TEXTO PROPORCIONADO →
* * * * *

Cualquiera de nosotros podría crear también una lista de autores sesudos y, sobre todo, de gentes más próximas a nosotros y sencillas en sus vidas. Cada cual busca la representación que buenamente se ajusta a sus conveniencias y a sus explicaciones. ¿Cómo se le puede negar a un ser humano que ahonde razonablemente en busca de explicaciones o simplemente ¡simplemente! en busca de consuelo? ¿Qué son las religiones sino una forma más de dar imagen a una concepción de dios, pero dirigida en este caso por esas minorías que se apropian las interpretaciones de los textos hasta convertirlos en sus personales concepciones? Y aun más, ¿quién se atreve a negar a nadie la resolución de prescindir de esa imagen personal de un dios de consuelo o de explicación desde un interés también sano y decidido?

Montaigne pensó y escribió en el siglo XVI, en aquel contexto y con aquellos conocimientos, tan distintos de los actuales. Cada avance científico arranca una hoja al Libro. Y ahora se suceden a marchas forzadas ¿Qué pasará dentro de otros años? Sospecho que cada día se afianzará más la certeza de la creación de un dios desde la condición humana como necesidad de consuelo y como asidero ante tanta limitación de nuestras capacidades racionales. Pero mejor si todo fuera con serenidad, con humildad y con algo de osadía por todas partes. ¿El creyente sin preguntas? ¿El superhombre? ¿El ciudadano de a pie con dudas y con necesidades a la vez? A pesar de las playas, de las vacaciones, de los sanfermines o del mundial de fútbol, sigue siendo pregunta angular y en su esclarecimiento y en su nombre el ser humano sigue actuando, amando, odiando, matando, viviendo y muriendo. ¡Qué indigestión si no tiene sustancia el guiso!

* * * * *

EL PROBLEMA → Traduce al inglés esta oración del texto proporcionado: "Montaigne pensó y escribió en el siglo XVI, en aquel contexto y con aquellos conocimientos, tan distintos de los actuales".

* * * * *

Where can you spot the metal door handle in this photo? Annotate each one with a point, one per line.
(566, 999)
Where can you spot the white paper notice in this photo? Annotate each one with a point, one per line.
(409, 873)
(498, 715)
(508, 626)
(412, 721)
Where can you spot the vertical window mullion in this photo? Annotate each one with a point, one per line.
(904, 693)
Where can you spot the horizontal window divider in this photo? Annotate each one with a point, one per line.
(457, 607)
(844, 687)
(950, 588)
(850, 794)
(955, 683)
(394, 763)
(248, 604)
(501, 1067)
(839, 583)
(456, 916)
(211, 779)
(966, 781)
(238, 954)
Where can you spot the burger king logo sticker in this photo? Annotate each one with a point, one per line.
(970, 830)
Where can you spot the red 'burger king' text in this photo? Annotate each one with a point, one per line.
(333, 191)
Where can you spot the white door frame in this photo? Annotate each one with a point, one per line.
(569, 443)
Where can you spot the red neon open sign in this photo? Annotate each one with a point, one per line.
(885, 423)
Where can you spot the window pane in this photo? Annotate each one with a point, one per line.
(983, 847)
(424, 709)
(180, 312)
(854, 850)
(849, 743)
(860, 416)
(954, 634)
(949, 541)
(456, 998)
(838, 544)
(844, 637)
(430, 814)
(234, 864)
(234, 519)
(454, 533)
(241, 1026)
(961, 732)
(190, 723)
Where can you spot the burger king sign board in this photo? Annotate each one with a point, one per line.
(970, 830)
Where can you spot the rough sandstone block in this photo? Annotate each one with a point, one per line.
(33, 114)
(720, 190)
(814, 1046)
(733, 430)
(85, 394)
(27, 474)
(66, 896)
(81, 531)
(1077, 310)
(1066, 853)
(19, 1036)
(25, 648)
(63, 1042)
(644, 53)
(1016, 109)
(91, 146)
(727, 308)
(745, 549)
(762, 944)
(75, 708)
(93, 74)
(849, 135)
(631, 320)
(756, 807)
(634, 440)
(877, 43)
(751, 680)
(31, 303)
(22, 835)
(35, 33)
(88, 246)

* * * * *

RESULTADO DEL EJERCICIO → Montaigne thought and wrote in the sixteenth century, in that context and with that knowledge, so different from today's.